Brief: Reproduce the full set of records that follow, exactly as shown.

Exercise materials:
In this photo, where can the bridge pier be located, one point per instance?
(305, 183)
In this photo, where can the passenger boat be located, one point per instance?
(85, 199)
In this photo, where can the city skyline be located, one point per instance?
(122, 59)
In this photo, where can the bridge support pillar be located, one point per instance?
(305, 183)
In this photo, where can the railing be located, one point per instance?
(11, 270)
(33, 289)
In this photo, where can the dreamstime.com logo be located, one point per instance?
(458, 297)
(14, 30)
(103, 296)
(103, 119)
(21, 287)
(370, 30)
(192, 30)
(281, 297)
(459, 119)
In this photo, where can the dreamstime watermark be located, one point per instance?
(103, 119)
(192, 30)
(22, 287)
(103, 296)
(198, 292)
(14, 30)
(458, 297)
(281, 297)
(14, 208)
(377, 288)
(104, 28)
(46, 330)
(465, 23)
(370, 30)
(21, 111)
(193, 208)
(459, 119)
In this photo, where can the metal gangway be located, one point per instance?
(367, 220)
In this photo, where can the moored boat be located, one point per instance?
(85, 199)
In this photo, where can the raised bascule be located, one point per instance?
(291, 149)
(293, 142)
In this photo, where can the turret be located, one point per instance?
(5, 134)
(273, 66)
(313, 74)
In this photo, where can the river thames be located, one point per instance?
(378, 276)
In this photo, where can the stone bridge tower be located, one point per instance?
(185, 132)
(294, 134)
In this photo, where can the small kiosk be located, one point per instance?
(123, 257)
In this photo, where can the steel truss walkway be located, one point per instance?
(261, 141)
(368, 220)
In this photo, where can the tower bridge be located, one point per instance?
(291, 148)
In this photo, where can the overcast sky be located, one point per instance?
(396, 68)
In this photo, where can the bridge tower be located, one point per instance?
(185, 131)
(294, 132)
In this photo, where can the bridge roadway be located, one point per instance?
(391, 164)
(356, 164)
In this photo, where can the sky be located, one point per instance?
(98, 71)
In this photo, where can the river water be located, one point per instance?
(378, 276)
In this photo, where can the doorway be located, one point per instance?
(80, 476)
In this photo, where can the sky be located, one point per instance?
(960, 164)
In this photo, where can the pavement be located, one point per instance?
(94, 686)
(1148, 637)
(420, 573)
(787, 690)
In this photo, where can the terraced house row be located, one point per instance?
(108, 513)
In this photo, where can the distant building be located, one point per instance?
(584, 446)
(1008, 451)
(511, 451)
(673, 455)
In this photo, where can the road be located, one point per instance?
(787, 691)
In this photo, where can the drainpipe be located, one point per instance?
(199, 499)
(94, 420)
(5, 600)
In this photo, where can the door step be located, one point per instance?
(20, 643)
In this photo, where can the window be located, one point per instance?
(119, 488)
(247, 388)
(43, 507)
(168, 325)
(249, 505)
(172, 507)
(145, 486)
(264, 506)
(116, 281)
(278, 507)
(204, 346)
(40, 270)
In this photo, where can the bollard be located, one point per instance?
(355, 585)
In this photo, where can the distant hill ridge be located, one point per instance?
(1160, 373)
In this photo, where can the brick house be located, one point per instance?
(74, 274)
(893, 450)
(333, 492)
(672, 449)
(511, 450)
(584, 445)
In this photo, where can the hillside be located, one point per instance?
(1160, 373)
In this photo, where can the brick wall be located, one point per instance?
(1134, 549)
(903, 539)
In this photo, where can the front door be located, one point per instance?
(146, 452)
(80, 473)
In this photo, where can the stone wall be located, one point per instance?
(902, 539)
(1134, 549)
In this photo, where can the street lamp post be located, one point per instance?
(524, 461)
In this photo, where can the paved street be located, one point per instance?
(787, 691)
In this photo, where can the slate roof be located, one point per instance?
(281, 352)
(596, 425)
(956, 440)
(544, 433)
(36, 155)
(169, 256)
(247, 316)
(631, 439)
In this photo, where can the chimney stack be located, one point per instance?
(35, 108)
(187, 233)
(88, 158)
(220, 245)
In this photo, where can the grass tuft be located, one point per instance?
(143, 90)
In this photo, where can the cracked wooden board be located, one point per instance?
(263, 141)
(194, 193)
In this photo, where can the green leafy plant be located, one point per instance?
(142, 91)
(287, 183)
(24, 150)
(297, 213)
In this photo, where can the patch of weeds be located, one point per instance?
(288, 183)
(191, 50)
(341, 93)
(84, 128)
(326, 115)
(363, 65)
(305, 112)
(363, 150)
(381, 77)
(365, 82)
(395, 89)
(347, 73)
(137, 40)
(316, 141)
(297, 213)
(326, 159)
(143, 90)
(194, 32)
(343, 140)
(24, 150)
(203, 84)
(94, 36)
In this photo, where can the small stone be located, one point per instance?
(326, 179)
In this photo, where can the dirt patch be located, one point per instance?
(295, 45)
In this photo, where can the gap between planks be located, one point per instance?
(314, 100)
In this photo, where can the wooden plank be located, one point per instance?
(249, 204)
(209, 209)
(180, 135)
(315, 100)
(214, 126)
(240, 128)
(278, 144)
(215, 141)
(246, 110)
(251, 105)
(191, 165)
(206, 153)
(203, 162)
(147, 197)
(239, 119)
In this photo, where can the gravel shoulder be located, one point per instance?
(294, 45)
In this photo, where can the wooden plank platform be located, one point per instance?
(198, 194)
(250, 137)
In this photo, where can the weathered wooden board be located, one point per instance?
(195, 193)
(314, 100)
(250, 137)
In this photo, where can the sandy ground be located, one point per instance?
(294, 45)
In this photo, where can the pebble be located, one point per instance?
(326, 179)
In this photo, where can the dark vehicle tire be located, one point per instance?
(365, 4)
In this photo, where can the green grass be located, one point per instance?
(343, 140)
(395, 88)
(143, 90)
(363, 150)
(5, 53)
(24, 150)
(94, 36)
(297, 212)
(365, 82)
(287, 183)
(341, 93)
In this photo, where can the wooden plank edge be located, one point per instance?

Result for this task:
In this photo, where can the bridge pier be located, one point per instance?
(305, 183)
In this photo, where can the passenger boat be located, one point per instance?
(85, 199)
In this photo, where can the city skyline be located, one point per instance?
(122, 59)
In this photo, where can the bridge support pillar be located, one point per instance?
(305, 183)
In this photo, where can the railing be located, one point per instance?
(11, 270)
(33, 289)
In this photo, where can the dreamstime.com logo be located, one point per instance?
(458, 297)
(14, 30)
(103, 296)
(103, 119)
(21, 287)
(370, 30)
(192, 30)
(281, 297)
(459, 119)
In this photo, where can the dreamstime watermark be located, one point per instance?
(103, 119)
(192, 30)
(22, 287)
(103, 296)
(198, 292)
(14, 30)
(458, 297)
(281, 297)
(14, 208)
(377, 288)
(104, 28)
(46, 330)
(465, 23)
(370, 30)
(21, 111)
(193, 208)
(459, 119)
In this photo, where can the metal gangway be located, one point per instance?
(367, 220)
In this photo, where can the moored boat be located, one point per instance?
(85, 199)
In this photo, where can the raised bascule be located, one point per instance?
(291, 149)
(293, 142)
In this photo, where can the turret be located, one point per instance?
(5, 134)
(273, 66)
(313, 74)
In this photo, where can the river thames be located, one point per instance?
(378, 276)
In this photo, where can the stone bridge tower be located, one point per instance?
(185, 132)
(294, 134)
In this photo, where can the small kiosk be located, one point per instance?
(123, 257)
In this photo, where can the steel truss walkway be located, one point per instance?
(261, 141)
(368, 220)
In this photo, where can the tower bridge be located, one point per instance?
(291, 148)
In this photo, where can the overcast sky be located, one point per instance?
(396, 68)
In this photo, where can the bridge tower be located, one point per instance?
(185, 131)
(294, 132)
In this photo, where can the bridge roadway be located, one point per instance?
(391, 164)
(356, 164)
In this photo, where can the sky be located, one point per instance?
(98, 71)
In this photo, where can the river water be located, one point per instance?
(378, 276)
In this photo, where can the doorway be located, one point per instance?
(80, 476)
In this photo, where can the sky be located, one point per instance?
(960, 164)
In this photo, where can the pavement be located, one point per instance?
(94, 686)
(1148, 637)
(420, 573)
(787, 690)
In this photo, where can the terraced house row be located, one point per instance?
(108, 513)
In this photo, where can the distant building be located, one point per instance?
(584, 446)
(1008, 451)
(511, 451)
(673, 455)
In this photo, where can the road be located, one point per instance?
(787, 691)
In this photo, where can the drainpipe be located, one point per instance?
(199, 499)
(94, 420)
(5, 600)
In this photo, where can the door step be located, one point per instance?
(20, 643)
In this photo, where can the window be located, one point per instance?
(119, 488)
(247, 388)
(43, 507)
(168, 325)
(249, 505)
(172, 507)
(145, 486)
(264, 506)
(116, 281)
(278, 507)
(204, 346)
(40, 270)
In this photo, where can the bollard be located, one point per instance?
(355, 585)
In this photo, where can the distant hill ridge be located, one point per instance?
(1160, 373)
In this photo, where can the brick house be located, one point per instance?
(74, 274)
(893, 450)
(333, 492)
(672, 449)
(511, 450)
(584, 445)
In this photo, where can the hillside be located, one point per instance?
(1160, 373)
In this photo, where can the brick wall be located, one point per instance?
(1134, 549)
(903, 539)
In this photo, where can the front door be located, one point per instance?
(146, 452)
(80, 473)
In this photo, where can the stone wall be located, one point per instance?
(902, 539)
(1134, 549)
In this photo, where can the street lamp post be located, one point per instance?
(524, 461)
In this photo, where can the paved street be located, one point per instance?
(787, 691)
In this photo, where can the slate roof be located, one point per instance?
(281, 352)
(596, 425)
(956, 440)
(544, 433)
(36, 155)
(169, 256)
(247, 316)
(631, 439)
In this photo, where can the chimney stack be located, one point per instance?
(35, 108)
(187, 233)
(88, 158)
(220, 245)
In this photo, where can the grass tuft be located, one point per instance?
(143, 90)
In this photo, where can the cracked wooden board be located, one point per instance?
(263, 141)
(194, 193)
In this photo, where can the green leafy plant be located, one point per instance?
(142, 91)
(287, 183)
(24, 150)
(297, 213)
In this photo, where can the patch of weeds be located, one point per instance?
(288, 183)
(191, 50)
(341, 93)
(84, 128)
(326, 115)
(363, 65)
(305, 112)
(363, 150)
(381, 77)
(365, 82)
(395, 89)
(347, 73)
(137, 40)
(316, 141)
(297, 213)
(326, 159)
(143, 90)
(194, 32)
(343, 140)
(24, 150)
(203, 84)
(94, 36)
In this photo, where can the small stone be located, one point per instance?
(326, 179)
In this photo, where can the dirt patch be located, one point per instance?
(295, 45)
In this photo, where can the gap between planks be located, one point per instance?
(314, 100)
In this photo, where can the wooden plank be located, one point per instance?
(249, 204)
(209, 209)
(180, 135)
(315, 100)
(214, 126)
(240, 128)
(278, 144)
(215, 141)
(246, 110)
(251, 105)
(191, 165)
(206, 153)
(203, 162)
(147, 197)
(239, 119)
In this photo, where can the gravel shoulder be located, one point per instance?
(294, 45)
In this photo, where can the wooden plank platform be located, one point per instance?
(198, 194)
(250, 137)
In this photo, where can the weathered wooden board be located, one point per instance?
(195, 193)
(314, 100)
(250, 137)
In this photo, where can the sandy ground be located, one point per instance?
(294, 45)
In this photo, where can the pebble be located, one point per instance?
(326, 179)
In this photo, where can the dark vehicle tire be located, one point per instance?
(365, 4)
In this photo, where can the green grass be located, one point per instance?
(343, 140)
(395, 88)
(143, 90)
(363, 150)
(5, 53)
(24, 150)
(94, 36)
(297, 212)
(365, 82)
(287, 183)
(341, 93)
In this photo, where can the wooden plank edge be located, one point per instance?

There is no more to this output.